● **WHAT YOU WILL DO**
Change each occurrence of "Return the outline" to "Give the boundary" throughout all the records below, and write the records out again with everything else left the same.

Saved data entries:

* Begin *

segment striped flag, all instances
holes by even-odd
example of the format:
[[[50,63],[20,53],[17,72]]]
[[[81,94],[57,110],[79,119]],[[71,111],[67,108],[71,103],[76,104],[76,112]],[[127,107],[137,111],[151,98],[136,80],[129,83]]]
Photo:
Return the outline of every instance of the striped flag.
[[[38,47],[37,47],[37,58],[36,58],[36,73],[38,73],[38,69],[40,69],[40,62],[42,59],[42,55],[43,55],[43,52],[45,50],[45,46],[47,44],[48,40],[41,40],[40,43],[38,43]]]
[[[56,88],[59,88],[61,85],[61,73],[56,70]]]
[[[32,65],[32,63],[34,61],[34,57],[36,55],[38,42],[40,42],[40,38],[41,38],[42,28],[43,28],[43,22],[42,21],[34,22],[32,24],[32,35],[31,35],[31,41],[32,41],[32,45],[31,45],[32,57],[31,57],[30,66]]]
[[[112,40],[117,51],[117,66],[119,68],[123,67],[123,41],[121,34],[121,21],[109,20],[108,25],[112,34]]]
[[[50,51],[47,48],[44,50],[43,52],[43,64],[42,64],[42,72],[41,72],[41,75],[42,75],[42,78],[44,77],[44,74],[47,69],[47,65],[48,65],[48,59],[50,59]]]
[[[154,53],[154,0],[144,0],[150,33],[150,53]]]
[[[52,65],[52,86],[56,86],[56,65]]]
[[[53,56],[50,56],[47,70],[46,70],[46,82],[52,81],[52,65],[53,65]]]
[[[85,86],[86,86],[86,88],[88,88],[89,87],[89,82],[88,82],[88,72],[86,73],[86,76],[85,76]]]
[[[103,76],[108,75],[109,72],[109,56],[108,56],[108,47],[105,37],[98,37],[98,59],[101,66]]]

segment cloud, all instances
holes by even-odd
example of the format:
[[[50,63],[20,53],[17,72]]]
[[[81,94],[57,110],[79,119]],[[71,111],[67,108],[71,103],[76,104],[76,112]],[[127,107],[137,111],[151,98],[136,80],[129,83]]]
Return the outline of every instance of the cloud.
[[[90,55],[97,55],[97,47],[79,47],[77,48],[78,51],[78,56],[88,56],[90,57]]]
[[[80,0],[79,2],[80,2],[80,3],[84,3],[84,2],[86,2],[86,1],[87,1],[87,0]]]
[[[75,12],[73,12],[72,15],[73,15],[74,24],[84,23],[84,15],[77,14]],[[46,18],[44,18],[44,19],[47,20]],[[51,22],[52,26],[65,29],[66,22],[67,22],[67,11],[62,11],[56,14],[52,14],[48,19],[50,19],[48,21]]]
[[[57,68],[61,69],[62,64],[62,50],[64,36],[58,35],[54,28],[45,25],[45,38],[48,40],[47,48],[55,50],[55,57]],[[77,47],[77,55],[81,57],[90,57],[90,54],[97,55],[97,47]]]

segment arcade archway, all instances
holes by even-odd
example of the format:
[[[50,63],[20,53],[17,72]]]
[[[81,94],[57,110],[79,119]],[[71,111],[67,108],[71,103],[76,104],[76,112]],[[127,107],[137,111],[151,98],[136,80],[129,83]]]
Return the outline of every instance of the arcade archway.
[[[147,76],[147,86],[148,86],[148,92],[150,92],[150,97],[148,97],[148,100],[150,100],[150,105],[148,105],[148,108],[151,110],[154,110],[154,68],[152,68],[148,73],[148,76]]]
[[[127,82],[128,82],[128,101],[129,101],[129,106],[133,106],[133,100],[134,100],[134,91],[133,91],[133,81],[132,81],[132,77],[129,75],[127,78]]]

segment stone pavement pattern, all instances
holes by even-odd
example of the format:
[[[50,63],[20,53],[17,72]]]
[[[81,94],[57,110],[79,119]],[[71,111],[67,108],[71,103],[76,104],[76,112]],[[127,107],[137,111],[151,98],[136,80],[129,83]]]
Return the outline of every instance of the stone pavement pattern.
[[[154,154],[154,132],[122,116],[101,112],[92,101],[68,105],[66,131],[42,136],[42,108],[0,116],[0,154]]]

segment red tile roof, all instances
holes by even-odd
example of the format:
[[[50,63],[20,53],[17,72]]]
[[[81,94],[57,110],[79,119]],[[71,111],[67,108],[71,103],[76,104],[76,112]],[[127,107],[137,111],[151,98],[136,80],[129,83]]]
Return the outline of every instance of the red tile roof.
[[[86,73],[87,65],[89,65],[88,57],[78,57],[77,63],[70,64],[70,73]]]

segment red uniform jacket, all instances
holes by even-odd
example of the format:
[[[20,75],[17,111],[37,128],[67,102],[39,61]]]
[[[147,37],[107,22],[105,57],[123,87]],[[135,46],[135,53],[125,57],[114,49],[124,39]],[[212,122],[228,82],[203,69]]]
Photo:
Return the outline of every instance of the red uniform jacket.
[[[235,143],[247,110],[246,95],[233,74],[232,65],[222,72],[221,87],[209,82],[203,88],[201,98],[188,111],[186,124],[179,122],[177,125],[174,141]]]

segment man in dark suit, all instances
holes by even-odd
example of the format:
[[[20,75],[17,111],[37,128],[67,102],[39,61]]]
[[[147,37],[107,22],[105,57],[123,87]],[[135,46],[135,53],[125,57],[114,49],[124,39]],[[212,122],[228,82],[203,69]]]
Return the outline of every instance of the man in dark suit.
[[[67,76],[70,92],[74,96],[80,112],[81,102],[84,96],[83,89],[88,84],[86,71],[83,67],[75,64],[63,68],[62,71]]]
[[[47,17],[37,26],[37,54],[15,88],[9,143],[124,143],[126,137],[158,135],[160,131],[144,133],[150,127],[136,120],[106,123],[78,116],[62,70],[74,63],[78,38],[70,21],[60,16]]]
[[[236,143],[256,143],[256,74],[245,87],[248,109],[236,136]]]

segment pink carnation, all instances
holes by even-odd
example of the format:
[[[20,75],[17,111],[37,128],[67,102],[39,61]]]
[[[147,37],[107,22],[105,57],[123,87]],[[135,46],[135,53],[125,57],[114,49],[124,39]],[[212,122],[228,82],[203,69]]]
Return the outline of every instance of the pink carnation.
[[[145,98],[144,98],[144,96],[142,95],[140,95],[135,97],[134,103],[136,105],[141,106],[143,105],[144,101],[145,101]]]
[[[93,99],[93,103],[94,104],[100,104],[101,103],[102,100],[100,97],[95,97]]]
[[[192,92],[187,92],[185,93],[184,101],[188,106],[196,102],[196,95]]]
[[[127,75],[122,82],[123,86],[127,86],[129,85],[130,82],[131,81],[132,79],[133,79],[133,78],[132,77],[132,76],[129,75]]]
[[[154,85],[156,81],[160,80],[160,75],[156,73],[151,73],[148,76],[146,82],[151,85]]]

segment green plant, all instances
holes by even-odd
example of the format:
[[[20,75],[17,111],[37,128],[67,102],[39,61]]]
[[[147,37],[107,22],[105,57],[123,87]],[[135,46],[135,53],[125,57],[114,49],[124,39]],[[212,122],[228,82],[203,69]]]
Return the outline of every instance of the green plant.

* End *

● **ANSWER FOR THE TASK**
segment striped flag, all instances
holes by even-odd
example of the format:
[[[50,63],[20,53],[17,72]]]
[[[81,94],[57,110],[79,119]],[[71,111],[67,108],[71,103],[76,104],[76,112]],[[127,107],[137,111],[151,98],[136,80],[129,83]]]
Photo:
Give the boundary of every instance of the striped flag.
[[[38,47],[37,47],[37,58],[36,58],[36,73],[38,73],[38,69],[40,69],[40,62],[42,59],[42,55],[43,55],[43,52],[45,50],[45,46],[47,44],[48,40],[41,40],[40,43],[38,43]]]
[[[56,88],[59,88],[61,85],[61,73],[56,70]]]
[[[32,65],[32,63],[34,61],[34,57],[36,55],[38,42],[40,42],[40,38],[41,38],[42,28],[43,28],[43,22],[42,21],[34,22],[32,24],[32,35],[31,35],[31,41],[32,41],[32,45],[31,45],[32,57],[31,57],[30,66]]]
[[[112,40],[117,51],[117,66],[119,68],[123,67],[123,41],[121,34],[121,21],[109,20],[108,25],[112,34]]]
[[[50,51],[47,48],[44,50],[43,52],[43,64],[42,64],[42,72],[41,72],[41,75],[42,75],[42,78],[44,77],[44,74],[47,69],[47,65],[48,65],[48,59],[50,59]]]
[[[154,53],[154,0],[144,0],[150,33],[150,53]]]
[[[52,65],[52,86],[56,86],[56,65]]]
[[[53,56],[50,56],[47,70],[46,70],[46,82],[52,81],[52,65],[53,65]]]
[[[85,86],[86,86],[86,88],[88,88],[89,87],[89,82],[88,82],[88,72],[86,73],[86,76],[85,76]]]
[[[103,76],[108,75],[109,72],[109,56],[108,56],[108,47],[105,37],[98,37],[98,59],[101,66]]]

segment cloud, all instances
holes by even-odd
example of the format:
[[[50,63],[20,53],[17,72]]]
[[[81,94],[57,110],[79,119]],[[71,111],[67,108],[71,103],[76,104],[76,112]],[[127,107],[137,111],[151,98],[136,80],[129,83]]]
Give the boundary of every instance of the cloud.
[[[90,55],[97,55],[97,47],[79,47],[77,48],[78,51],[78,56],[88,56],[90,57]]]
[[[80,0],[79,2],[80,2],[80,3],[84,3],[84,2],[86,2],[86,1],[87,1],[87,0]]]
[[[75,12],[73,12],[72,15],[73,15],[74,24],[84,23],[84,15],[77,14]],[[46,18],[44,18],[44,19],[47,20]],[[51,22],[52,26],[65,29],[66,22],[67,22],[67,11],[62,11],[56,14],[52,14],[48,19],[50,19],[48,21]]]
[[[57,68],[61,69],[62,64],[62,50],[64,36],[58,35],[54,28],[45,25],[45,38],[48,40],[47,48],[55,50],[55,57]],[[77,47],[77,55],[81,57],[90,57],[90,54],[97,55],[97,47]]]

segment arcade archway, all instances
holes by even-odd
example of the format:
[[[50,63],[20,53],[17,72]]]
[[[81,94],[57,110],[79,119]],[[71,111],[67,108],[71,103],[76,104],[76,112]],[[127,107],[137,111],[151,98],[136,80],[129,83]]]
Give the boundary of every instance of the arcade archway.
[[[147,76],[147,86],[148,86],[148,92],[150,92],[150,97],[148,97],[148,100],[150,100],[150,105],[148,105],[148,108],[151,110],[154,110],[154,68],[152,68],[148,73],[148,76]]]
[[[127,82],[128,82],[128,101],[129,101],[129,106],[133,106],[133,100],[134,100],[134,91],[133,91],[133,81],[132,81],[132,77],[129,75],[127,78]]]

segment stone pavement pattern, all instances
holes by even-odd
example of the format:
[[[50,63],[20,53],[17,72]]]
[[[81,94],[57,110],[79,119]],[[71,111],[67,108],[71,103],[76,104],[76,112]],[[127,107],[137,111],[151,98],[136,80],[129,83]]]
Give the boundary of every instance of the stone pavement pattern.
[[[154,154],[154,132],[122,116],[101,112],[92,101],[68,105],[66,131],[42,136],[42,108],[0,116],[0,154]]]

segment red tile roof, all instances
holes by even-odd
example of the format:
[[[50,63],[20,53],[17,72]]]
[[[81,94],[57,110],[79,119]],[[71,111],[67,108],[71,103],[76,104],[76,112]],[[127,107],[137,111],[151,98],[136,80],[129,83]]]
Give the boundary of every instance of the red tile roof.
[[[86,73],[87,65],[89,65],[88,57],[78,57],[77,63],[70,64],[70,73]]]

segment red uniform jacket, all instances
holes by even-odd
example of the format:
[[[20,75],[17,111],[37,128],[67,102],[39,61]]]
[[[147,37],[107,22],[105,57],[123,87]],[[135,46],[135,53],[125,57],[114,49],[124,39]],[[212,122],[228,82],[203,69]]]
Photo:
Give the boundary of every instance of the red uniform jacket.
[[[235,143],[247,110],[246,95],[233,74],[232,65],[222,72],[221,87],[209,82],[203,88],[201,98],[188,111],[186,124],[179,122],[177,125],[174,141]]]

segment man in dark suit, all instances
holes by even-odd
example of the format:
[[[20,75],[17,111],[37,128],[67,102],[39,61]]]
[[[147,37],[107,22],[105,57],[123,87]],[[135,46],[135,53],[125,57],[114,49],[124,39]],[[212,122],[228,82],[203,69]]]
Give the boundary of every instance of the man in dark suit.
[[[67,76],[70,92],[74,96],[80,112],[81,102],[84,96],[83,89],[88,84],[86,71],[83,67],[75,64],[63,68],[62,71]]]
[[[47,17],[37,26],[37,54],[15,88],[9,143],[124,143],[126,137],[158,135],[160,131],[144,133],[150,127],[136,120],[106,123],[78,116],[62,70],[74,63],[78,38],[70,21],[60,16]]]
[[[236,143],[256,143],[256,74],[245,87],[248,109],[236,136]]]

segment pink carnation, all instances
holes by even-odd
example of the format:
[[[20,75],[17,111],[37,128],[67,102],[39,61]]]
[[[147,37],[107,22],[105,57],[123,87]],[[135,46],[135,53],[125,57],[114,49],[124,39]],[[212,122],[228,82],[203,69]]]
Give the boundary of every instance of the pink carnation.
[[[145,98],[144,98],[144,96],[142,95],[140,95],[135,97],[134,103],[136,105],[141,106],[143,105],[144,101],[145,101]]]
[[[93,99],[93,103],[94,104],[100,104],[101,103],[102,100],[100,97],[95,97]]]
[[[192,92],[187,92],[185,93],[184,101],[188,106],[196,102],[196,95]]]
[[[127,75],[122,82],[123,86],[127,86],[129,85],[130,82],[131,81],[132,79],[133,79],[133,78],[132,77],[132,76],[129,75]]]
[[[154,85],[156,81],[160,80],[160,75],[156,73],[151,73],[148,76],[146,82],[151,85]]]

segment green plant, all instances
holes by even-odd
example of the format:
[[[20,75],[17,111],[37,128],[67,102],[39,61]]]
[[[147,37],[107,22],[105,57],[123,87]],[[135,46],[135,53],[125,57],[114,49],[124,39]],[[212,122],[228,82],[203,69]]]
Give the boundary of every instance of the green plant.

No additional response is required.